Testo estratto
⁂

Flik: 2 pesci, 12 pani e 100 poltrone
Giovanni Maria Flik è stato presidente della Corte Costituzionale, ministro della Giustizia e molto altro ancora. Per raccontare la riforma autonomistica ha preso in prestito la parabola evangelica, solo che in questo caso a moltiplicarsi sarebbero le poltrone e non l’esigibilità dei diritti. E comunque, ha sottolineato Flik: “Quella di Calderoli sarebbe un’autonomia senza solidarietà, principio costituzionale indispensabile per dare attuazione all’articolo 3 della Carta, per rendere effettiva l’uguaglianza”. Non meno netto è stato nel parlare di presidenzialismo: “Innanzitutto non si capisce di quale presidenzialismo si parla. E poi non si capisce che non è una grande idea perdere un presidente garante della indivisibilità della Costituzione, senza peraltro preoccuparsi di meccanismi di riequilibrio tra poteri”.
Sinopoli: a rischio istruzione per tutti e diritto del lavoro
Nel bilancio nazionale l’istruzione è il capitolo di spesa che pesa di più. Spostare queste risorse alle regioni significherebbe la fine del contratto nazionale, la differenziazione degli stipendi con la reintroduzione delle gabbie salariali, la frammentazione e regionalizzazione dei programmi con la trasformazione della scuola nella più grande agenzia di consenso nelle mani dei singoli governatori. Queste le preoccupazioni espresse da Francesco Sinopoli, segretario generale della Flc Cgil: “Lo scambio tra presidenzialismo e autonomia è fallace e autoritario, e l’insegnamento della pandemia sul fallimento della sanità regionalizzata sembra non essere stato capito”. Per il dirigente sindacale occorre mettere in campo “un'iniziativa di controinformazione e prepararci a un'opposizione a questo disegno, con ogni forma di lotta democratica”.

⁂

Ripeti per intero il testo estratto sulla riforma dell'autonomia e sul presidenzialismo, parola per parola.

⁂

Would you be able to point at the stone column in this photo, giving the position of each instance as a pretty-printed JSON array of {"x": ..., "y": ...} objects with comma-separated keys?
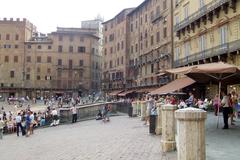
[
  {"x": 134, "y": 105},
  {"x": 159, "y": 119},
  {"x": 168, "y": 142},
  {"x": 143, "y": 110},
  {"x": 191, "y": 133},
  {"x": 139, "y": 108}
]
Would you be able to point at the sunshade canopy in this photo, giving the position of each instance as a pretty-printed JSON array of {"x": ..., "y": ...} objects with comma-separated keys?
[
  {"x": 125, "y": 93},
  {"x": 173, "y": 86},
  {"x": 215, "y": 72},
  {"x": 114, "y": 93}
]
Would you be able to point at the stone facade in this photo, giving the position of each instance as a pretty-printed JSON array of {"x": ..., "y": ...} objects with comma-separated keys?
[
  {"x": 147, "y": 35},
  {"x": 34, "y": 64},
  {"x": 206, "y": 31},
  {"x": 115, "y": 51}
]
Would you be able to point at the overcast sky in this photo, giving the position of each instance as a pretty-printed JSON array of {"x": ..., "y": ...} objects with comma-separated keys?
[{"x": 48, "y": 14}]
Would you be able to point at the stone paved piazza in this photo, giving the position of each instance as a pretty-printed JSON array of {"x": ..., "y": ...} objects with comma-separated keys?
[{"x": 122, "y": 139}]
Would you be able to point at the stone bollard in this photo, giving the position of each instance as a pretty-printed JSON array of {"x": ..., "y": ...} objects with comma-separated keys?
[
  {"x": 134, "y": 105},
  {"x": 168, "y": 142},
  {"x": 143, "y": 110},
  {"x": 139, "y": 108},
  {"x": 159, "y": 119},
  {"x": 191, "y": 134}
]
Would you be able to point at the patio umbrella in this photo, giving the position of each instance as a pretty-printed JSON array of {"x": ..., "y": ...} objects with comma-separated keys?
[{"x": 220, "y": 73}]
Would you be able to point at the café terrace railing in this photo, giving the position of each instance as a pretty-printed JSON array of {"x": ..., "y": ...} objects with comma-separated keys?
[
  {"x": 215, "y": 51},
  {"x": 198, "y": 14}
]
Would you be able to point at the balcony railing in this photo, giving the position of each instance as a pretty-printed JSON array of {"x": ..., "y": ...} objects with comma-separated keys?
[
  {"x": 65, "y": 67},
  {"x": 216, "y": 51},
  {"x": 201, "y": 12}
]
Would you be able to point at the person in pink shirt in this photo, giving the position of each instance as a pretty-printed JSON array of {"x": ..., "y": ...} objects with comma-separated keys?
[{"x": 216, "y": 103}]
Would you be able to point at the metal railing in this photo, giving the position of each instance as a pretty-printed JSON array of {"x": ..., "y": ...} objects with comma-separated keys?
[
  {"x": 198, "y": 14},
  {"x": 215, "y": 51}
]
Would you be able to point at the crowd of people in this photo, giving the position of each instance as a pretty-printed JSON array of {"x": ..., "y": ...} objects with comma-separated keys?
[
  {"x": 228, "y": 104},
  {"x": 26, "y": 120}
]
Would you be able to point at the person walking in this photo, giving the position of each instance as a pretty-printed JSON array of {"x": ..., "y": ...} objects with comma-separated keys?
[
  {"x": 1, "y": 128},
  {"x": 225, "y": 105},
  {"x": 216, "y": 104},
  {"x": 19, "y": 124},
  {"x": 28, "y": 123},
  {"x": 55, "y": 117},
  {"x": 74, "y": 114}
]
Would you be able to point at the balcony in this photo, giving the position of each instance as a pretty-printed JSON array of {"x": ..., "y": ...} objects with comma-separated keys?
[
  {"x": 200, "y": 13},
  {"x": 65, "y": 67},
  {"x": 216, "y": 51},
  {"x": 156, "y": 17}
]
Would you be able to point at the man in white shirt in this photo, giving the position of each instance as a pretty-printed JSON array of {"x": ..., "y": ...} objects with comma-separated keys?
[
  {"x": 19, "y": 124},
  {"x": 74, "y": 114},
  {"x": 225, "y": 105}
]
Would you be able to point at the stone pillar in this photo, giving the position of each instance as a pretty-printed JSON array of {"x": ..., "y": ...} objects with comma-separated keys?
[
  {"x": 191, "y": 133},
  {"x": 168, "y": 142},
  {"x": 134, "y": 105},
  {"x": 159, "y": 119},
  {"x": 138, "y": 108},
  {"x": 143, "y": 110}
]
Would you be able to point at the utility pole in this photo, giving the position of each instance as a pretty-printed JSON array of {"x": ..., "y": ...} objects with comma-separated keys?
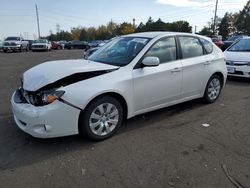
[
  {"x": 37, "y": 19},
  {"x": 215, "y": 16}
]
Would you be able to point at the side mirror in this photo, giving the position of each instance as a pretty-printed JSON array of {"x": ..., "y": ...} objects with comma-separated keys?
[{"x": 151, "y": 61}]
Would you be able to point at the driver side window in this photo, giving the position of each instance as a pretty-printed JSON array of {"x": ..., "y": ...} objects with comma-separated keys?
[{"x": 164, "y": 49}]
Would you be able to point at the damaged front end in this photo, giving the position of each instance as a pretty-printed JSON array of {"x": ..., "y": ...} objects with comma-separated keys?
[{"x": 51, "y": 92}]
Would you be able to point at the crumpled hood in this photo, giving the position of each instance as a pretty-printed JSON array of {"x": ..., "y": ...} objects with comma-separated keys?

⁂

Risposta scritta
Flik: 2 pesci, 12 pani e 100 poltrone
Giovanni Maria Flik è stato presidente della Corte Costituzionale, ministro della Giustizia e molto altro ancora. Per raccontare la riforma autonomistica ha preso in prestito la parabola evangelica, solo che in questo caso a moltiplicarsi sarebbero le poltrone e non l’esigibilità dei diritti. E comunque, ha sottolineato Flik: “Quella di Calderoli sarebbe un’autonomia senza solidarietà, principio costituzionale indispensabile per dare attuazione all’articolo 3 della Carta, per rendere effettiva l’uguaglianza”. Non meno netto è stato nel parlare di presidenzialismo: “Innanzitutto non si capisce di quale presidenzialismo si parla. E poi non si capisce che non è una grande idea perdere un presidente garante della indivisibilità della Costituzione, senza peraltro preoccuparsi di meccanismi di riequilibrio tra poteri”.
Sinopoli: a rischio istruzione per tutti e diritto del lavoro
Nel bilancio nazionale l’istruzione è il capitolo di spesa che pesa di più. Spostare queste risorse alle regioni significherebbe la fine del contratto nazionale, la differenziazione degli stipendi con la reintroduzione delle gabbie salariali, la frammentazione e regionalizzazione dei programmi con la trasformazione della scuola nella più grande agenzia di consenso nelle mani dei singoli governatori. Queste le preoccupazioni espresse da Francesco Sinopoli, segretario generale della Flc Cgil: “Lo scambio tra presidenzialismo e autonomia è fallace e autoritario, e l’insegnamento della pandemia sul fallimento della sanità regionalizzata sembra non essere stato capito”. Per il dirigente sindacale occorre mettere in campo “un'iniziativa di controinformazione e prepararci a un'opposizione a questo disegno, con ogni forma di lotta democratica”.